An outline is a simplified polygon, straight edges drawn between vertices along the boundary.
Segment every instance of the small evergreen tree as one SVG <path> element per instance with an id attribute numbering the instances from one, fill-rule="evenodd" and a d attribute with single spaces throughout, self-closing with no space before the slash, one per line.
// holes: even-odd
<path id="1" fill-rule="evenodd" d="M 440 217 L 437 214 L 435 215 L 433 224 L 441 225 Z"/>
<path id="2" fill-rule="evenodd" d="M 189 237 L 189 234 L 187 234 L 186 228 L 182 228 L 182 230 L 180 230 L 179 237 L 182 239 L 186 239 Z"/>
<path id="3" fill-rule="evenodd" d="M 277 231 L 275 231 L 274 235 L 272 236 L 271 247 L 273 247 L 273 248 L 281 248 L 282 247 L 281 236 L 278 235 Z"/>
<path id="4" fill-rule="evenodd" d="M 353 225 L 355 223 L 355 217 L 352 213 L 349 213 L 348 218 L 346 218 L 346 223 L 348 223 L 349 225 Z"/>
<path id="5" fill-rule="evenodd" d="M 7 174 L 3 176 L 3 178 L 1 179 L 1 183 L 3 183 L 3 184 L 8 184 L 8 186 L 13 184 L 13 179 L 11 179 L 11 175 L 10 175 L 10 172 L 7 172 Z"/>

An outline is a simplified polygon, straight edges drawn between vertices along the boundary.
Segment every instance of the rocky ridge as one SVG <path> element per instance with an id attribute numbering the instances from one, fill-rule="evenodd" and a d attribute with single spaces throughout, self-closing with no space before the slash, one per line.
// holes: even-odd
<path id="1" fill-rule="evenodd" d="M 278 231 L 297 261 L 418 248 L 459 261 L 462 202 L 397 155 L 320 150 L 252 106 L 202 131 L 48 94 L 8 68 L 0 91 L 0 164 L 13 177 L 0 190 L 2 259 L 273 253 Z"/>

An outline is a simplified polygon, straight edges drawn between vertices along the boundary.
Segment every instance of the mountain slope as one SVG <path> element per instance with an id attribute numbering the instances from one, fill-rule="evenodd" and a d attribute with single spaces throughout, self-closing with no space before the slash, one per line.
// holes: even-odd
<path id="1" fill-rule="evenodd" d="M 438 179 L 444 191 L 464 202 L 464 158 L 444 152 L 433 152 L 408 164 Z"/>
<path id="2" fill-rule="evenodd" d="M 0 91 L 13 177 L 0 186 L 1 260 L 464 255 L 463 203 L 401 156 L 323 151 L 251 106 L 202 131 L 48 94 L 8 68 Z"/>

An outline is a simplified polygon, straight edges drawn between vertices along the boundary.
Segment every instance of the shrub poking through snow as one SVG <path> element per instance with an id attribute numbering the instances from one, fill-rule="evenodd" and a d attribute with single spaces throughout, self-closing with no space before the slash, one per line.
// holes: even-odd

== Description of the task ==
Reproduce verbatim the part of the items that opens with their first line and closes with the line containing "174 L 3 176", both lines included.

== Response ==
An outline is a simplified polygon, straight edges drawn between vertices along the boundary.
Segment every instance of the small evergreen tree as one SVG <path> element per instance with an id attribute numbering the instances from one, fill-rule="evenodd" and a d attribute with single spaces throughout, self-closing with no space before the slash, one per line.
// holes: even-odd
<path id="1" fill-rule="evenodd" d="M 440 217 L 437 214 L 435 215 L 433 224 L 441 225 Z"/>
<path id="2" fill-rule="evenodd" d="M 189 237 L 189 234 L 187 234 L 186 228 L 182 228 L 182 230 L 180 230 L 179 237 L 182 239 L 186 239 Z"/>
<path id="3" fill-rule="evenodd" d="M 277 231 L 275 231 L 274 235 L 272 236 L 271 247 L 273 247 L 273 248 L 281 248 L 282 247 L 281 236 L 278 235 Z"/>
<path id="4" fill-rule="evenodd" d="M 353 225 L 355 223 L 355 217 L 352 213 L 349 213 L 348 218 L 346 218 L 346 223 L 348 223 L 349 225 Z"/>
<path id="5" fill-rule="evenodd" d="M 7 174 L 3 176 L 3 178 L 1 179 L 1 183 L 3 183 L 3 184 L 8 184 L 8 186 L 13 184 L 13 179 L 11 179 L 11 175 L 10 175 L 10 172 L 7 172 Z"/>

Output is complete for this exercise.